◆ EXERCISE TASK: Can you reproduce every line of the listing below verbatim, changing nothing?

◆ GIVEN RECORDS:
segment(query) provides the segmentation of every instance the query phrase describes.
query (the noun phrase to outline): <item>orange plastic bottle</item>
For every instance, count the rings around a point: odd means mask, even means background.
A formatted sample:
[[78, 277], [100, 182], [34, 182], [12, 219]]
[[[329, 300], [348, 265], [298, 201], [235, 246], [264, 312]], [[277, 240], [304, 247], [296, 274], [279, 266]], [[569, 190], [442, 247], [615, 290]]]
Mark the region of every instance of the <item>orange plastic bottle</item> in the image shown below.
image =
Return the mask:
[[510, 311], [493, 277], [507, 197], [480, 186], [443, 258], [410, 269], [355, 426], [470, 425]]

◆ FINISHED TASK:
segment(query) provides the segmentation of every instance the query phrase describes.
query (the noun phrase to outline): <item>orange plastic bottle</item>
For every instance, count the rings around a point: odd means mask, even means background.
A formatted sample:
[[78, 277], [100, 182], [34, 182], [12, 219]]
[[[329, 300], [348, 265], [298, 201], [235, 246], [264, 312]], [[277, 240], [304, 247], [296, 274], [279, 266]], [[569, 190], [442, 247], [615, 290]]]
Mark the region of every instance of the <item>orange plastic bottle</item> in the image shown below.
image =
Return the mask:
[[510, 311], [493, 277], [507, 197], [480, 186], [443, 258], [410, 269], [355, 426], [470, 425]]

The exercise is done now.